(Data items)
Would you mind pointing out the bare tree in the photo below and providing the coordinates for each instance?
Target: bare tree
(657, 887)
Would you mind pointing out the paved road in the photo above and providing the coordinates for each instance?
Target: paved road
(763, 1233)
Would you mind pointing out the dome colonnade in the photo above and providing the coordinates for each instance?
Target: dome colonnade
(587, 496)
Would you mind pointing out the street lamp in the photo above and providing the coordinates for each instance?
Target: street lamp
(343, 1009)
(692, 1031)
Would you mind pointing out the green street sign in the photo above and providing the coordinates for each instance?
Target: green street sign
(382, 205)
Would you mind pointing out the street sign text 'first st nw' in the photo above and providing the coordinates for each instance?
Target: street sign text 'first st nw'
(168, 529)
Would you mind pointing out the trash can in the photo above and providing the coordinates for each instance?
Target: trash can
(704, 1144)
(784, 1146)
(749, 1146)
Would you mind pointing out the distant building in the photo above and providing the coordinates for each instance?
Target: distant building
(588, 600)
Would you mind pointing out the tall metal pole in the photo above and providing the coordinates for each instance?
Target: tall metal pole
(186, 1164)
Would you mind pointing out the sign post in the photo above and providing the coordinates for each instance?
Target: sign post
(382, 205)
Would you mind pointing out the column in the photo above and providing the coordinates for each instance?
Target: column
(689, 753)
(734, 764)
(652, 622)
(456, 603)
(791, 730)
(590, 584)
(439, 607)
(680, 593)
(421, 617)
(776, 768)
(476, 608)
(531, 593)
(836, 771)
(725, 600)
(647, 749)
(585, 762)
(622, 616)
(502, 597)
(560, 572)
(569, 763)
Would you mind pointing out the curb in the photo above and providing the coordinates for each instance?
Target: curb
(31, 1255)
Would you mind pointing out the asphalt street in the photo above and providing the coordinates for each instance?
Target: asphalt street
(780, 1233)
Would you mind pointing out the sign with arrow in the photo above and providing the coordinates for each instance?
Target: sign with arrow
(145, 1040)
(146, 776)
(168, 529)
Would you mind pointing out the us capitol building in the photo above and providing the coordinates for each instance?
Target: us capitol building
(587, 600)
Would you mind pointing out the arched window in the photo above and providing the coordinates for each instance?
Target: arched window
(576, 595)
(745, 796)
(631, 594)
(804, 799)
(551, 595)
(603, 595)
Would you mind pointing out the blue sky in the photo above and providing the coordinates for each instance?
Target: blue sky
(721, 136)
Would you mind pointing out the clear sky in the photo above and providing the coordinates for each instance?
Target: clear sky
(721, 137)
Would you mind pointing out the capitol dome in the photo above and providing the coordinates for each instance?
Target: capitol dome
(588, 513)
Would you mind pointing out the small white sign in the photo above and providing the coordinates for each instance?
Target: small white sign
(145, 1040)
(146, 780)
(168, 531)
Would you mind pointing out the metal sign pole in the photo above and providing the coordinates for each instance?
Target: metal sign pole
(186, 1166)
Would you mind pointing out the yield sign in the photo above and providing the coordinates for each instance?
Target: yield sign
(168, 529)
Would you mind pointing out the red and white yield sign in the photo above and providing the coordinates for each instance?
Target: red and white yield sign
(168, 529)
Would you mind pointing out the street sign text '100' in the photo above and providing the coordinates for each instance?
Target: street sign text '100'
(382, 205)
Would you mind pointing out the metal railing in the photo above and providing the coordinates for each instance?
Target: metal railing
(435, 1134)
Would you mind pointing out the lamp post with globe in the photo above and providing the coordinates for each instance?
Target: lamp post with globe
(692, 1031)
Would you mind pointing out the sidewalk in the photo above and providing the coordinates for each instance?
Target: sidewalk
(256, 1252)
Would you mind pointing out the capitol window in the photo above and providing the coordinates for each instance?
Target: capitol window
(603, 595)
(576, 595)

#### [TASK DIRECTIONS]
Copy all of the data items above, word for word.

#### [CORRECT OUTPUT]
Would you mind pointing out the bare tree in the photo below and providing the coordinates for each instance?
Target: bare tree
(657, 887)
Would you mind pointing out the paved road in the photo above and providing the coordinates for each instance?
Target: paved road
(763, 1233)
Would you mind pointing out the dome colonnade in the photo above and providing the coordinates for each instance?
Target: dome colonnade
(587, 496)
Would you mind pointing out the street lamp in the photo above and providing the coordinates for each instance?
Target: street lamp
(343, 1009)
(692, 1031)
Would you mind pointing out the green street sign in the photo above and providing the coordinates for each instance?
Target: green street sign
(382, 205)
Would you mind pointing out the street sign text 'first st nw' in the photo above and providing the coordinates for each instance?
Target: street sign text 'first st nw'
(168, 529)
Would you mind pointing out the trash can in the photo above and providing the coordinates for each instance?
Target: trash can
(704, 1144)
(784, 1146)
(749, 1146)
Would you mind pointing out the distant building in the photo above and providing the coordinates for each instance?
Target: distant building
(588, 600)
Would you mind pointing out the tall metal pole in the photo above and providing the coordinates for each instance?
Target: tall metal pole
(186, 1164)
Would you mind pointing out the sign post in the photo above and providing the coordinates for each instance?
Target: sign post
(382, 205)
Would you mind pointing out the column in the photo above and providing the coordinates for each instance?
Target: column
(689, 753)
(734, 764)
(652, 622)
(456, 603)
(791, 730)
(590, 584)
(439, 607)
(680, 593)
(421, 617)
(776, 768)
(476, 608)
(531, 593)
(836, 771)
(725, 600)
(647, 749)
(585, 762)
(622, 616)
(502, 597)
(560, 572)
(569, 763)
Would you mind pointing out the curb in the photo above and providing the coordinates for each instance?
Target: curb
(31, 1255)
Would you mind pointing out the asphalt street in the photo above and providing the coordinates for each instance?
Target: asphalt street
(780, 1233)
Would you mind pointing out the sign with arrow in the photo above and providing the coordinates for each instance?
Target: sign with arrow
(145, 1040)
(146, 776)
(168, 529)
Would you mind pointing out the us capitol building in the photo above and providing the coordinates for each instance?
Target: us capitol building
(587, 600)
Would you mind pointing out the arched window in the photo above and providing the coordinates for each instance?
Target: arched window
(576, 595)
(745, 796)
(631, 594)
(804, 799)
(551, 595)
(603, 595)
Would you mind pointing out the blue sky in the photo above and providing the coordinates for each instance?
Target: blue sky
(721, 136)
Would you mind pointing out the clear sky in the photo above and providing the coordinates for each instance?
Target: clear sky
(721, 137)
Would you mind pointing out the capitol dome in the photo above and providing the coordinates for each instance?
Target: capitol dome
(588, 513)
Would you mind pointing out the small white sign in the photo above and providing the coordinates for each instance?
Target: small white sign
(145, 1040)
(146, 780)
(168, 531)
Would you mind pointing out the metal sign pole in the photo above and providing the coordinates for each instance?
Target: metal sign pole
(186, 1166)
Would you mind pointing out the yield sign in the photo above and providing the coordinates for each instance?
Target: yield sign
(168, 529)
Would you mind pointing out the red and white yield sign in the photo above and providing the coordinates for each instance?
Target: red and white yield sign
(168, 529)
Would you mind pointing out the street sign text '100' in the photo above and providing the coordinates for each instance?
Target: street sign text '100'
(382, 205)
Would you mind pointing out the metal railing in the photo above and providing the coordinates for each instance?
Target: metal railing
(435, 1134)
Would you mind pointing out the lamp post with globe in the photo above and providing the coordinates for each instance?
Target: lamp post with globe
(692, 1031)
Would you mind pointing out the sidewalk in the photo above and providing the coordinates for each instance?
Target: sidewalk
(256, 1252)
Would you mind pointing out the capitol window in the photo above and providing the coordinates for each instance?
Target: capitol window
(603, 595)
(576, 595)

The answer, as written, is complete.